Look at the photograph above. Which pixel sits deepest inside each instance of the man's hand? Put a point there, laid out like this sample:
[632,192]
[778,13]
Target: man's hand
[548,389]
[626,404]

++++++++++

■ What you are asked to do:
All entries above need to be copied verbatim.

■ Written response:
Look at the photograph above. Which pixel sits deepest inside each instance of the man's hand? Put a point there, laid out like this sample:
[632,192]
[778,13]
Target: man's hand
[548,389]
[626,404]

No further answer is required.